Task details:
Please give the number of lines in the listing that include the word "wooden", with no other words.

Records supplied:
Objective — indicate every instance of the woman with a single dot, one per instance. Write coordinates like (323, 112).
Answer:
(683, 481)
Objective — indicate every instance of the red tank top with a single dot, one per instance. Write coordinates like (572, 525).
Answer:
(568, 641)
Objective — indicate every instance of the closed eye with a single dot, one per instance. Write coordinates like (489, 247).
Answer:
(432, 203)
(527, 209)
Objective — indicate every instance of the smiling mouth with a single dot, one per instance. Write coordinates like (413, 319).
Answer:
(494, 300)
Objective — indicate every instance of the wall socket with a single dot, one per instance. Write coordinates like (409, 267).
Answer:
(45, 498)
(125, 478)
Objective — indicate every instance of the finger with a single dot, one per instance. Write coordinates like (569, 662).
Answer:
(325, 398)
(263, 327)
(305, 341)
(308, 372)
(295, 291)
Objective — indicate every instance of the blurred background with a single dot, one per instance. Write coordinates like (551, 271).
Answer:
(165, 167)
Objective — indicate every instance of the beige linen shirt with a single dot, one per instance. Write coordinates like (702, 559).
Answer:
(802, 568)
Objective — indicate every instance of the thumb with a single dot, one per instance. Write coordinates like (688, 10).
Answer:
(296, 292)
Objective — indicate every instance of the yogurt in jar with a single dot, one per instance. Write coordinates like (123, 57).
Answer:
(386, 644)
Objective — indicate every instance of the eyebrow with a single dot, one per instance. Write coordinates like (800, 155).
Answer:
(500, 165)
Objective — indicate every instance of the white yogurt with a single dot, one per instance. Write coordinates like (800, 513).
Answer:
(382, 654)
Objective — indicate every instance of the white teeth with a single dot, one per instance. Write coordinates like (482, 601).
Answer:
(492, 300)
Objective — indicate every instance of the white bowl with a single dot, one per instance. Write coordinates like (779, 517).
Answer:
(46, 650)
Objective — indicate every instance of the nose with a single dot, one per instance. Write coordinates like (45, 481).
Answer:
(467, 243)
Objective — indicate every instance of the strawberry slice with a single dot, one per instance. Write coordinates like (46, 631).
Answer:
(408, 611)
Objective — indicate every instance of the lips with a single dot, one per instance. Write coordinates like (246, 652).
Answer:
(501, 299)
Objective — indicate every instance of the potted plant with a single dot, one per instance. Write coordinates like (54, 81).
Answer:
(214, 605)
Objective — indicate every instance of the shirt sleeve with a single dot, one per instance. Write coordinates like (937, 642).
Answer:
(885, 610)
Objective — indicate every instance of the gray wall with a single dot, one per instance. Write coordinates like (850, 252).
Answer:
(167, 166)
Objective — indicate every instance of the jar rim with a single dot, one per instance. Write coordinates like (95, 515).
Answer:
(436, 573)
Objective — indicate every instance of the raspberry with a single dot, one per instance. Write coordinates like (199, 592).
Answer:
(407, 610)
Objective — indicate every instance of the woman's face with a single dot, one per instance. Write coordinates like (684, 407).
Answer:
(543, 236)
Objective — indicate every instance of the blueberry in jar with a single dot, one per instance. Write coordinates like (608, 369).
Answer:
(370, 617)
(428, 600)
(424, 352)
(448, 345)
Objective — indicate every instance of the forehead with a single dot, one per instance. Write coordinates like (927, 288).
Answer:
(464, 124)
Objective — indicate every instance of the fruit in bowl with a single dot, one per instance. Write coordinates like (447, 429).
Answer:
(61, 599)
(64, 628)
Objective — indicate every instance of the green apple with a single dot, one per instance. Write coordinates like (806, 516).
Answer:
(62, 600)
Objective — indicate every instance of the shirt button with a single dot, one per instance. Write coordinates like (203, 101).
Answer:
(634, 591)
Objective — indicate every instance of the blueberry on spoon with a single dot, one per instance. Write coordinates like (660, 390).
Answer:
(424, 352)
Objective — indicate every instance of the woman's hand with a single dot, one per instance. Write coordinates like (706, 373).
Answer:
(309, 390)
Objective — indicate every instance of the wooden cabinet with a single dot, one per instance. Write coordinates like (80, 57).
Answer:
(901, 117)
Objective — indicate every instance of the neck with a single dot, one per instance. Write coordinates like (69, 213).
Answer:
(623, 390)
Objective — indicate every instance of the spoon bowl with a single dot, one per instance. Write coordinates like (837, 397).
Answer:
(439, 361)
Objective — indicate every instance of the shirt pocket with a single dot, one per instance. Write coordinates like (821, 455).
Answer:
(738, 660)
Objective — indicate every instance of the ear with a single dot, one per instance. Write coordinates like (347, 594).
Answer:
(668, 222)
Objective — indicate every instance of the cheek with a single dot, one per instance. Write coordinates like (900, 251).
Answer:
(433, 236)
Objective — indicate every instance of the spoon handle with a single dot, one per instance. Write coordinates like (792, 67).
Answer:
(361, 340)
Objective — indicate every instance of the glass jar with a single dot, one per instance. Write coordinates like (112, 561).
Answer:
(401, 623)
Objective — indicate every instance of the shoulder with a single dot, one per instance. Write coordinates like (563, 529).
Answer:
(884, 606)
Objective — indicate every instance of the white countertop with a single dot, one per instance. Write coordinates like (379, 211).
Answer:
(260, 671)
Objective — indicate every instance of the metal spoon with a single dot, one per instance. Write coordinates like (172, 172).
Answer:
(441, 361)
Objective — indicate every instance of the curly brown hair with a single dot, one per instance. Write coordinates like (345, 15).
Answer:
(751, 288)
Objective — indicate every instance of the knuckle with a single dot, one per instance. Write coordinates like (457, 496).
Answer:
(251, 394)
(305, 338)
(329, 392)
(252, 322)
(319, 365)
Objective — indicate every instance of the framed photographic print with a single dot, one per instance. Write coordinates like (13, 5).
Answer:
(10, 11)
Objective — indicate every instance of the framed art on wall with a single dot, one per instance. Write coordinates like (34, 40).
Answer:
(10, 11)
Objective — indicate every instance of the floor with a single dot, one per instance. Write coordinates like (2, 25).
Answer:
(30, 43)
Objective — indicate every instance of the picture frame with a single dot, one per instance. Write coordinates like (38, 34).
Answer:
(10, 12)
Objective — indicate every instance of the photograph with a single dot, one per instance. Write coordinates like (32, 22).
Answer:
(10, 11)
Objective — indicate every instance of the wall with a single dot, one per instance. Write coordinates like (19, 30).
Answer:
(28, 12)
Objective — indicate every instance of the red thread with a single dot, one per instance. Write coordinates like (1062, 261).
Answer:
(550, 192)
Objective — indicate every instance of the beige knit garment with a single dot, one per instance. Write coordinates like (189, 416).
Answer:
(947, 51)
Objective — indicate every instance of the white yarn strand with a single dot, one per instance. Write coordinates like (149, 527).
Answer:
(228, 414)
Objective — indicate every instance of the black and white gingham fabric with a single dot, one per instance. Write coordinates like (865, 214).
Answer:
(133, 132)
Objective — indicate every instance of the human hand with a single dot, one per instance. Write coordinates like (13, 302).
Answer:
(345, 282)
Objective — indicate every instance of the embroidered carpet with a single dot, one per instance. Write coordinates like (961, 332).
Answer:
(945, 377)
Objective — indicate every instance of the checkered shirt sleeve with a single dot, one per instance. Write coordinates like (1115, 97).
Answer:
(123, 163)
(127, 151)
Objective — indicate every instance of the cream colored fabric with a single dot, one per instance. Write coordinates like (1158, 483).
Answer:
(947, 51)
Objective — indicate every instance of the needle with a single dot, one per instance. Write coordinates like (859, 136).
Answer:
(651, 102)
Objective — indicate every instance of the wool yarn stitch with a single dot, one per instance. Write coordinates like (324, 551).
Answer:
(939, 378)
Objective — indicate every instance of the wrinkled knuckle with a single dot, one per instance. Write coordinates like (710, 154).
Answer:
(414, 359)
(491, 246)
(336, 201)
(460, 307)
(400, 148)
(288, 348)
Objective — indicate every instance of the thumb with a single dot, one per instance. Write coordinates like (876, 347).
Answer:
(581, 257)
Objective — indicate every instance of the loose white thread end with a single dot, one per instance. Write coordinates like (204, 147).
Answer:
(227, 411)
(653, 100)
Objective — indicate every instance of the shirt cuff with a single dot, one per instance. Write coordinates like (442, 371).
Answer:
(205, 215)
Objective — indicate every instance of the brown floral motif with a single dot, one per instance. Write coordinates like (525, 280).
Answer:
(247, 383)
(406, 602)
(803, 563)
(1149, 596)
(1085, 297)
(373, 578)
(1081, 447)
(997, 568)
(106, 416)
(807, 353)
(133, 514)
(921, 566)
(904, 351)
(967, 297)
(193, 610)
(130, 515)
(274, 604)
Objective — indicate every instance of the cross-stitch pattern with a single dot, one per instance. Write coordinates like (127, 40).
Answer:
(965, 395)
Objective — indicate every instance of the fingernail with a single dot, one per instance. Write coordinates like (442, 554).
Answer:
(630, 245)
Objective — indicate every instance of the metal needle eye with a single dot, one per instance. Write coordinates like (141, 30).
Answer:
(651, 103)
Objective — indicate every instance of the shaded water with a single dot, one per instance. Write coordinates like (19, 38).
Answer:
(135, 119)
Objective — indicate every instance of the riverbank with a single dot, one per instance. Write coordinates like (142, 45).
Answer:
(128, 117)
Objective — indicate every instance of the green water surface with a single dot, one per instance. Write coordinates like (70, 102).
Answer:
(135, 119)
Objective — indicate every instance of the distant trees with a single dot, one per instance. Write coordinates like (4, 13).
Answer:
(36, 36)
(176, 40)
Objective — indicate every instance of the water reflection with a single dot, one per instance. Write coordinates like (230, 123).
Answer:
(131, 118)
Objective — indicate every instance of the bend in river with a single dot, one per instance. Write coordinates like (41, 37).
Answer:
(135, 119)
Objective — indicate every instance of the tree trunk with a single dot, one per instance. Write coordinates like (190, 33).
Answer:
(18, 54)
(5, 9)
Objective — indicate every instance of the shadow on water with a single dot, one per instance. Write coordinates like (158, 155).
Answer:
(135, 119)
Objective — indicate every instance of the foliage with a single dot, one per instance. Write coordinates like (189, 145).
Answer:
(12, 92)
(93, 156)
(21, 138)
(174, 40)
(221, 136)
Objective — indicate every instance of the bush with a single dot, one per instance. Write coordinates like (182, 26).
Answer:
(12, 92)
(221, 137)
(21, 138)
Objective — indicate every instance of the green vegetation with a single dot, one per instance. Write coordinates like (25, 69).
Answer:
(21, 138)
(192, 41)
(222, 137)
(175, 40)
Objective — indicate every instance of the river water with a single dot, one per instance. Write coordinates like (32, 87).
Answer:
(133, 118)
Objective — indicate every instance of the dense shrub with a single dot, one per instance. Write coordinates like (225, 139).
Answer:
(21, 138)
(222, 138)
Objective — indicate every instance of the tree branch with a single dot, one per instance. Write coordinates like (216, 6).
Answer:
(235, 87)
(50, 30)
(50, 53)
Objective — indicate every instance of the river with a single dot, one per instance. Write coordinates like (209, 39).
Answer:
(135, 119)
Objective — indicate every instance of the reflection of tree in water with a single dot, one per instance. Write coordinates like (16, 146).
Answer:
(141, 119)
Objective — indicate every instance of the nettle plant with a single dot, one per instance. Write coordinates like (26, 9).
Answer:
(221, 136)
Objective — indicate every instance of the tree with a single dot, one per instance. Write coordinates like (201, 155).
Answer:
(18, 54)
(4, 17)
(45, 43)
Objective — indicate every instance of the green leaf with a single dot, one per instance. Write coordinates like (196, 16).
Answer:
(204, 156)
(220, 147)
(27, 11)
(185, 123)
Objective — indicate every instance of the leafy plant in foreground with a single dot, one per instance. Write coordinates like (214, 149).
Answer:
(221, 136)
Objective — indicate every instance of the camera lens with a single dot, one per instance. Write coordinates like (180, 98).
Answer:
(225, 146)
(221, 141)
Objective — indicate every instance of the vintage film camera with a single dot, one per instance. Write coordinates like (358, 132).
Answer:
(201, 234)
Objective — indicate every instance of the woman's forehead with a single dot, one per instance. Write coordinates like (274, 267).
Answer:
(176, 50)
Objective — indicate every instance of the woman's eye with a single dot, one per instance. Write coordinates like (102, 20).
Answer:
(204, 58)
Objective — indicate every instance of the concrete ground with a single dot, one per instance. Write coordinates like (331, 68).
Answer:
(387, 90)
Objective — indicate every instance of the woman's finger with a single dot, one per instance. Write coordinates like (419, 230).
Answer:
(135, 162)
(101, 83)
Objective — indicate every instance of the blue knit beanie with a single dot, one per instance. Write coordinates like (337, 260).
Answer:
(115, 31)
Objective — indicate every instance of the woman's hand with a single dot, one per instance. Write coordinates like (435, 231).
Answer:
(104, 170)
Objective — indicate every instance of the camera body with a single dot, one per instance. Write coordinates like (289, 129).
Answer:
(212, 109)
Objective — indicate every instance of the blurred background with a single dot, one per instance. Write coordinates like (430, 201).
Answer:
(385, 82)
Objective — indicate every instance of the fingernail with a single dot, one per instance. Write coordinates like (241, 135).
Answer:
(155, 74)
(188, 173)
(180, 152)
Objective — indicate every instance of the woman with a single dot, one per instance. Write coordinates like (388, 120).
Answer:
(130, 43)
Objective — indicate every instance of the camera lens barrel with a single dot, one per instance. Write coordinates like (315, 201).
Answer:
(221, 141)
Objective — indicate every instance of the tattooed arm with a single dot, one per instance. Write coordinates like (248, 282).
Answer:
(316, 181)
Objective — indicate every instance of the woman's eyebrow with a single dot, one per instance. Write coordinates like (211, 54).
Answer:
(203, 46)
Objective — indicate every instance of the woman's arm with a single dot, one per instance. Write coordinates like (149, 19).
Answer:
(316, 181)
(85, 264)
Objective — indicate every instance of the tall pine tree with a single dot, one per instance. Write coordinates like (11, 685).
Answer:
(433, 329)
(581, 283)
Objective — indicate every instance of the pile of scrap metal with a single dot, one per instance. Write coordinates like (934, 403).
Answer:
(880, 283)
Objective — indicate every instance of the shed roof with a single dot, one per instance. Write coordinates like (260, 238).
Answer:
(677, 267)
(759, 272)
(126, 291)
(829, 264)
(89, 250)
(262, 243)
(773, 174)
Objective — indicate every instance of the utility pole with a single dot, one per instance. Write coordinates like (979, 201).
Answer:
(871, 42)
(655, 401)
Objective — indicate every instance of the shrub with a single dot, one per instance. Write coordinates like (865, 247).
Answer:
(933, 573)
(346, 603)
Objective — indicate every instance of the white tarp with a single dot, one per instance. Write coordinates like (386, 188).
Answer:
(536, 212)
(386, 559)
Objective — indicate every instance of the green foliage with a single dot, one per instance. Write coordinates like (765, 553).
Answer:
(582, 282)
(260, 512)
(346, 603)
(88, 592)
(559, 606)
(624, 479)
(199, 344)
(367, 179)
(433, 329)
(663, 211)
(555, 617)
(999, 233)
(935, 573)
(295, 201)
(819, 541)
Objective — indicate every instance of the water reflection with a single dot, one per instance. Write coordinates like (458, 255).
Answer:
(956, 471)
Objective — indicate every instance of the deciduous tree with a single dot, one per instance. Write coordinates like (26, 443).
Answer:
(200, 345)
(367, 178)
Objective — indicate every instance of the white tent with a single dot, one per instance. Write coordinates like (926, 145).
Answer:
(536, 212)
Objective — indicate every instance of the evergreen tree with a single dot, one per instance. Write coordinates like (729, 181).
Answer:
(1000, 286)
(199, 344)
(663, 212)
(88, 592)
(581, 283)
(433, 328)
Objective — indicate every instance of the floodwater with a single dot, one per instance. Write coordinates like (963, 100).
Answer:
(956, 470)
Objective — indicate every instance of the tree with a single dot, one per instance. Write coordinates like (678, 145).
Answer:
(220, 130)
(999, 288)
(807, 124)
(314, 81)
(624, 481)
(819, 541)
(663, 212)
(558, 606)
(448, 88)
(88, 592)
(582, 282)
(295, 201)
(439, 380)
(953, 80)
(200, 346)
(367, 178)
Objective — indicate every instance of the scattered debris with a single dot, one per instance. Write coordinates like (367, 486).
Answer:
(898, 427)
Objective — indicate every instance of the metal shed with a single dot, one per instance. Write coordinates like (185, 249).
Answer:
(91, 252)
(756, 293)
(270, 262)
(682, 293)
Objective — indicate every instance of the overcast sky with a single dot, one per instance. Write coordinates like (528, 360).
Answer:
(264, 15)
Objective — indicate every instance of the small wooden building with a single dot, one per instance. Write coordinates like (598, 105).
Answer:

Output of the exercise:
2